What the exercise asks:
Continue the passage on the University of Potsdam's library and archives from the point where it stops.

Given passage:

Part of the collections are also rare books of various subjects from the 17th and 18th centuries. The digitized titles are available online via the Digital Brandenburg platform / Digitales Brandenburg .

In 2009 the University Library of Potsdam began integrating the holdings of the special library of the former Center for European Enlightenment Research (Forschungszentrum Europäische Aufklärung – FEA). The library contains the full text of Neue Bibliothek der schönen Wissenschaften und der freyen Künste, one of the most important German-language journals of the second half of the 18th century, which was digitized by the former FEA with assistance of the DFG, German Research Foundation.

The University Library also manages the holdings of the library of the DGG, (Deutsche Gesellschaft für Geowissenschaften), a deposit collection including a significant collection of geological maps. Part of them are digitized now.

From 1995 till 2019 the University Library of Potsdam was a United Nations Depository Library.

==University Archives==
The Archives of the Brandenburg State College (Brandenburgische Landeshochschule), whose direct predecessor institution were the Archives of the Karl Liebknecht College of Education created in 1966, became the University Archives in 1991. It contains the holdings of current administrative records as well as documents of permanent value. The archives of the University of Potsdam currently take up about 1,800 running meters. They preserve collections of the following former institutions:
- Brandenburg State College, Potsdam
- Karl Liebknecht College of Education, Potsdam
- Rosa Luxemburg College of Education, Potsdam
- Academy of Justice and the State, Potsdam-Babelsberg.

The University Archives are a public service institution. It is the repository of historically valuable records of the University of Potsdam. The University Archives acquire, organize and promote the use and, as the case may be, the publication of these materials.

Dataset items:
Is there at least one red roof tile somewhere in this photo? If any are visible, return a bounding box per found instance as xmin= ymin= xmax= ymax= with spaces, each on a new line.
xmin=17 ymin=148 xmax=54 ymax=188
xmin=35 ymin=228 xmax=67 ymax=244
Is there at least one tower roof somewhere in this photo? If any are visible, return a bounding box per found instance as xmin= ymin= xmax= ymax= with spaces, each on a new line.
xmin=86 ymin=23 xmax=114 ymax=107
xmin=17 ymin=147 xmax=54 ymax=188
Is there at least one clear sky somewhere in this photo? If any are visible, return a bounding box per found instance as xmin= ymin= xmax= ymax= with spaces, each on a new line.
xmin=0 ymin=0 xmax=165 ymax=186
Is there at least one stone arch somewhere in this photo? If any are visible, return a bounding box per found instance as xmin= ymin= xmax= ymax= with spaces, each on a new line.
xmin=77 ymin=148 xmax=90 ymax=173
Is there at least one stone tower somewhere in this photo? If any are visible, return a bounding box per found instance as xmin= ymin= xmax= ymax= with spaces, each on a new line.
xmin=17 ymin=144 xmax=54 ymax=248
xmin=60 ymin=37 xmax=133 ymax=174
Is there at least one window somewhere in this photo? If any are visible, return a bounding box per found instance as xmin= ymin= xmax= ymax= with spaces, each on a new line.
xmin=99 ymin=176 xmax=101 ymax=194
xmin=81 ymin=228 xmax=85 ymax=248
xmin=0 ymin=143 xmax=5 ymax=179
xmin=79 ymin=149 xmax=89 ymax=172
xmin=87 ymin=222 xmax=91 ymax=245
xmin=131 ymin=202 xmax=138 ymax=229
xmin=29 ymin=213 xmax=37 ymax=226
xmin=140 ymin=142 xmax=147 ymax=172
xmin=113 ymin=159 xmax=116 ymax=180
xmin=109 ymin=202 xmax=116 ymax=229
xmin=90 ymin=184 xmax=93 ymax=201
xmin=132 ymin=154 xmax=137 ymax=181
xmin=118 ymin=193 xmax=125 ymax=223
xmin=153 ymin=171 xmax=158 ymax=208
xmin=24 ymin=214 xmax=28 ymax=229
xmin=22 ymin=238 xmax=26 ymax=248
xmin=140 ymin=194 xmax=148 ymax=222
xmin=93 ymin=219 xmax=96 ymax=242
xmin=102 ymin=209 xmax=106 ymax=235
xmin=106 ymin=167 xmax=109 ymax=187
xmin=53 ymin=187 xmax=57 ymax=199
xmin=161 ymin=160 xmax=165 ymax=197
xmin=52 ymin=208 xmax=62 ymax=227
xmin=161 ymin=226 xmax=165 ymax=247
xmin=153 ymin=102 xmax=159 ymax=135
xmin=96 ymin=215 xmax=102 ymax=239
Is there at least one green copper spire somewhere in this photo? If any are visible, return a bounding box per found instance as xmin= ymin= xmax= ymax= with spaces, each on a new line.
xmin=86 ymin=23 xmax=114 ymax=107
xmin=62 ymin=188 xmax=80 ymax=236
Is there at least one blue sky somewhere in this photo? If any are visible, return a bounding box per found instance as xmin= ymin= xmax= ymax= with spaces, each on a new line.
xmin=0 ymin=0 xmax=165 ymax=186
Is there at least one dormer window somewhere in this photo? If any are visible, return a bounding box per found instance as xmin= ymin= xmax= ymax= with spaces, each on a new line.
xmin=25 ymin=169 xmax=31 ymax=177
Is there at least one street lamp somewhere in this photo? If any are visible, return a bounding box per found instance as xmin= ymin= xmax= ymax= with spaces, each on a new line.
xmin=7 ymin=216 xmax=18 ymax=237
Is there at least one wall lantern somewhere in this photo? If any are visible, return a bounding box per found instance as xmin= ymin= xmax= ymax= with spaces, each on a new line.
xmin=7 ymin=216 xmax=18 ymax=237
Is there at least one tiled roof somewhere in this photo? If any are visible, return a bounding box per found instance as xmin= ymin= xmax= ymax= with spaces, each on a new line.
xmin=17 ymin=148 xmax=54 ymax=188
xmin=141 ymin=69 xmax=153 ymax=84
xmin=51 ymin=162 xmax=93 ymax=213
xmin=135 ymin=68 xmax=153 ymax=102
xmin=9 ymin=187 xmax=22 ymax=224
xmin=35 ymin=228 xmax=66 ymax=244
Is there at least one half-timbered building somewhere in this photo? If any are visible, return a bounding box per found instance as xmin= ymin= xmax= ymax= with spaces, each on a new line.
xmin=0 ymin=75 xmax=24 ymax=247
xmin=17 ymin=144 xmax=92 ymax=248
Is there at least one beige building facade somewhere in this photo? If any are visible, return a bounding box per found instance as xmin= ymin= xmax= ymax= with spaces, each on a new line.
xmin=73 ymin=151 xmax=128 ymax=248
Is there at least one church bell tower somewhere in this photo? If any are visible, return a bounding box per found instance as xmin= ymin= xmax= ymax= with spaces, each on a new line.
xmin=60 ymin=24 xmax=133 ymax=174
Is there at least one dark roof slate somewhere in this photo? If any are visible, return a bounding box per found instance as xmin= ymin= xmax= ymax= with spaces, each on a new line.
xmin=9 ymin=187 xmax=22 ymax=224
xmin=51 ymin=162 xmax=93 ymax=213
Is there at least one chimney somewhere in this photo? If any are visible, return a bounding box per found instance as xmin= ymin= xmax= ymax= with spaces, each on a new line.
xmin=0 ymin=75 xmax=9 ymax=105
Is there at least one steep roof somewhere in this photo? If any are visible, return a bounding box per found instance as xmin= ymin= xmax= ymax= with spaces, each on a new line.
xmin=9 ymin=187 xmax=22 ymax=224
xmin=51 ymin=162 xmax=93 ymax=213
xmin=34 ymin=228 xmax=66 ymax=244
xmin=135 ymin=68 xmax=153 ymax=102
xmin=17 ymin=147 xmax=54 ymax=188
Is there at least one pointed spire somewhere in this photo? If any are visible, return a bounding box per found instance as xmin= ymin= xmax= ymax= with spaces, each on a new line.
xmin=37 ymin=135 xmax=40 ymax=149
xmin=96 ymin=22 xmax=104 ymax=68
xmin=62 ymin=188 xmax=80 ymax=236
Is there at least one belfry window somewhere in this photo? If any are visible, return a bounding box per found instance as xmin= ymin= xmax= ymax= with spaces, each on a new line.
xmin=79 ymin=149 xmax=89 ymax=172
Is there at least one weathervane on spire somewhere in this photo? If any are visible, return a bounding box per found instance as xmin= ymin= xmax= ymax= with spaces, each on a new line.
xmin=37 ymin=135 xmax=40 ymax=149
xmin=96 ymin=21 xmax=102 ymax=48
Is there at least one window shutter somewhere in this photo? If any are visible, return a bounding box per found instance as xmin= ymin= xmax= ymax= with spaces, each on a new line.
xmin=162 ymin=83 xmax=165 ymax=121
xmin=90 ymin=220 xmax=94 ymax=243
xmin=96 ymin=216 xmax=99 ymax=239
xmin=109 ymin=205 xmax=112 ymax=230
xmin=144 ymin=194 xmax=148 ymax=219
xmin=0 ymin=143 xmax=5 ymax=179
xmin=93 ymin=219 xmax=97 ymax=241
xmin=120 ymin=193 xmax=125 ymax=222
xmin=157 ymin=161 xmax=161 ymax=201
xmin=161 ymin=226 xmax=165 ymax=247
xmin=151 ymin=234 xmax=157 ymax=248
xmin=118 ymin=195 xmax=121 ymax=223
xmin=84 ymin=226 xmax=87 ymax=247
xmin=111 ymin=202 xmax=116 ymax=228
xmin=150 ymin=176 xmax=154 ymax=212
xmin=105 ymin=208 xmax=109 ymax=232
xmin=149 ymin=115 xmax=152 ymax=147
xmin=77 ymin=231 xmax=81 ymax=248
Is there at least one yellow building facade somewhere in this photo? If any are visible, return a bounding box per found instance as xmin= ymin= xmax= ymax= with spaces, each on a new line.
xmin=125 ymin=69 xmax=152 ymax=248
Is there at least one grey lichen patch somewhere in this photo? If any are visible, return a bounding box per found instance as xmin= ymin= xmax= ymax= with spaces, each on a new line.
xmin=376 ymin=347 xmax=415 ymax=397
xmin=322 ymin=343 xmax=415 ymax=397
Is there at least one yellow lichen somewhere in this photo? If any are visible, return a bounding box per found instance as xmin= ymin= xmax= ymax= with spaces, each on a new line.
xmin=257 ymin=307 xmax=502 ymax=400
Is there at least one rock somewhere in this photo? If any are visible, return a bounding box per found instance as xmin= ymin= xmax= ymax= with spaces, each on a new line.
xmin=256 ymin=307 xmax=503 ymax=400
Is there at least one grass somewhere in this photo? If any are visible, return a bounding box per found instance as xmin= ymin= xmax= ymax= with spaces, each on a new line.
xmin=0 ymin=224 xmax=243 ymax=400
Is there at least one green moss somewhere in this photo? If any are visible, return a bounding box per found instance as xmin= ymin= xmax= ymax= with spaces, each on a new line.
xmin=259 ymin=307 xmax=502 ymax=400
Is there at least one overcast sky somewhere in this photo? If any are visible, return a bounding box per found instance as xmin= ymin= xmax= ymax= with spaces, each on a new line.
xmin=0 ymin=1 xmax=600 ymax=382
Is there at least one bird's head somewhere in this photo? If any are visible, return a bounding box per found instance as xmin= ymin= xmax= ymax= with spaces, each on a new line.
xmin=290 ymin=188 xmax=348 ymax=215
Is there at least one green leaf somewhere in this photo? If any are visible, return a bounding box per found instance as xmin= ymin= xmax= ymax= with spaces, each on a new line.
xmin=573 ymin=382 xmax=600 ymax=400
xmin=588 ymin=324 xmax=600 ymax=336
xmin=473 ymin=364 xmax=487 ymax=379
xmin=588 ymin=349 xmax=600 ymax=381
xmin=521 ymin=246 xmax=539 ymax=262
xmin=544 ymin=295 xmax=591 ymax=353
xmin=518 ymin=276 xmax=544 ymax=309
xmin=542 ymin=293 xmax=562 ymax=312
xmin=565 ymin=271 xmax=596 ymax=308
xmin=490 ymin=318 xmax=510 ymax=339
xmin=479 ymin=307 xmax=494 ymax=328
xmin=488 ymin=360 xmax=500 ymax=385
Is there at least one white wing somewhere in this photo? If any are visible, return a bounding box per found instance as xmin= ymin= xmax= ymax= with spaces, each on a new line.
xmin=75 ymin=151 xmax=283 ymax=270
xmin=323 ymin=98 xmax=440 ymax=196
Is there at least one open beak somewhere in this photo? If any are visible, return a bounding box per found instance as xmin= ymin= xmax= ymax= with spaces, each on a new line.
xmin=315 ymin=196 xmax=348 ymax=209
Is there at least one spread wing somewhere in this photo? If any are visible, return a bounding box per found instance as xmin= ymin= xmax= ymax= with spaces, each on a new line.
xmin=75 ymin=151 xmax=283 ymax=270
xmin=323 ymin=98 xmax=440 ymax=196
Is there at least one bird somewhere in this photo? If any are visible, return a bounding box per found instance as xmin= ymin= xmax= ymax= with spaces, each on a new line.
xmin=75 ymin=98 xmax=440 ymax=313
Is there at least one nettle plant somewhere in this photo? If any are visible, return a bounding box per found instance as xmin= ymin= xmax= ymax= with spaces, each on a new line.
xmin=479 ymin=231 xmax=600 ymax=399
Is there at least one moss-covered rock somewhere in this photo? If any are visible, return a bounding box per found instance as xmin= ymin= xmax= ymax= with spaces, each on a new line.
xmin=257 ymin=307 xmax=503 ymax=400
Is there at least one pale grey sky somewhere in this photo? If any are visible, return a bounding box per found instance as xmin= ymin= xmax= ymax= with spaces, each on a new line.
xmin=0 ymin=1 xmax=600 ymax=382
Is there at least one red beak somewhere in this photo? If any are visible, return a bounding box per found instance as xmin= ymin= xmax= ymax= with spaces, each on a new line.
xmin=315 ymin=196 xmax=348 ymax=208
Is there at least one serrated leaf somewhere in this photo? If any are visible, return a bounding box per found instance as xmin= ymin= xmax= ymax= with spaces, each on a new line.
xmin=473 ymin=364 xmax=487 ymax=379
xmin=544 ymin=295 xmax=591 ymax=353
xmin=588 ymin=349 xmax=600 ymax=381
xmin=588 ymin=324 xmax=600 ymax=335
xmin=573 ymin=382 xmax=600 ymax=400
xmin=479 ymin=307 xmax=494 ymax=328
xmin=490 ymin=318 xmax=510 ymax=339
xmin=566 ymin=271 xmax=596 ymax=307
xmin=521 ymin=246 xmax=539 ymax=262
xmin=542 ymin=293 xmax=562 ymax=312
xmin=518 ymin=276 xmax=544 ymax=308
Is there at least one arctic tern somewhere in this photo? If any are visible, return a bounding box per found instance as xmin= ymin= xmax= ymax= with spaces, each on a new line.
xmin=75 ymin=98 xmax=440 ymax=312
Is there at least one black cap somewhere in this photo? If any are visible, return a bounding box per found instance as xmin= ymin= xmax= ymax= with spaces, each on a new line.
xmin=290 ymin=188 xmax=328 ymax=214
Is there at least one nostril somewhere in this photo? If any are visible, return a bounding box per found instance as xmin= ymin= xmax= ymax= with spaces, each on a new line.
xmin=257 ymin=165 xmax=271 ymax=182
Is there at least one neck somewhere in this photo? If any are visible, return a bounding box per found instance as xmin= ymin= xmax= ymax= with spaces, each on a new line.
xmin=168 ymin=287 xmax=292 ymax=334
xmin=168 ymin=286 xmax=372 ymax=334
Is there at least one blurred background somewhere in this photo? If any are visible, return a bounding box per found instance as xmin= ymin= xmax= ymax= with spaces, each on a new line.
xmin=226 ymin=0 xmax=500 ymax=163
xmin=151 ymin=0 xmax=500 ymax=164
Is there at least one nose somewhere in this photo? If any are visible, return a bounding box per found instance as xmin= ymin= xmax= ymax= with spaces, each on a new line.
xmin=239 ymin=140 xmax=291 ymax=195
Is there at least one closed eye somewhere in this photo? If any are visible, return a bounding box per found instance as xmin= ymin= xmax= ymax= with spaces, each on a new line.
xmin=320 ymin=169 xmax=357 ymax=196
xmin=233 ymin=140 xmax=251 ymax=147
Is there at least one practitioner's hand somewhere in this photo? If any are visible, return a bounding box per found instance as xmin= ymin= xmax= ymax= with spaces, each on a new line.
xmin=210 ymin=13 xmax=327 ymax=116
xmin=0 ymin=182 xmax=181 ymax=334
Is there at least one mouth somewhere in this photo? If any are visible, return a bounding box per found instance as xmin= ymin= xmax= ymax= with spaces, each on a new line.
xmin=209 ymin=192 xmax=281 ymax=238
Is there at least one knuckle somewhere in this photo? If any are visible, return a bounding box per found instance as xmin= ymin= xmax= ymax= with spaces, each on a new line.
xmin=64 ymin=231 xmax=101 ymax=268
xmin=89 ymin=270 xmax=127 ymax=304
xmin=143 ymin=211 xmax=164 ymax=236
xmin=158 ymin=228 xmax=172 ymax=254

Output of the exercise:
==Potsdam University Press==
The publication service section of the University Library of Potsdam, founded in 1998, enhances both print- and e-publishing and consolidates the responsibilities for the University Press, the UP open archive, the bibliography of publications of the University and the exchange department.

Potsdam University Press stands for the principles of open and permanent access to the scholarly information and ideas and facilitates their wider dissemination according to the resolution of the Senate of the University of 17 May 2006. It has established an editorial platform by publishing peer-reviewed contents. In addition to text documents, multimedia materials (lecture recordings, digital music archives etc.) are now gaining in importance. They are archived on the Multimedia Server of the University of Potsdam administrated by the University Library.

The University Press is member of a Working Group of largely German-language University Presses (Arbeitsgemeinschaft der Universitätsverlage). In 2013 the publishing list of Potsdam University Press contained more than 500 printed books available from the UP Webshop or via Online Bookselling. 80% of the production is filed in the open archive which comprises about 6,000 full text documents of academics and researchers of the university. The bibliography of their publications currently contains about 22,000 titles and registers an annual increase of about 1,200 titles.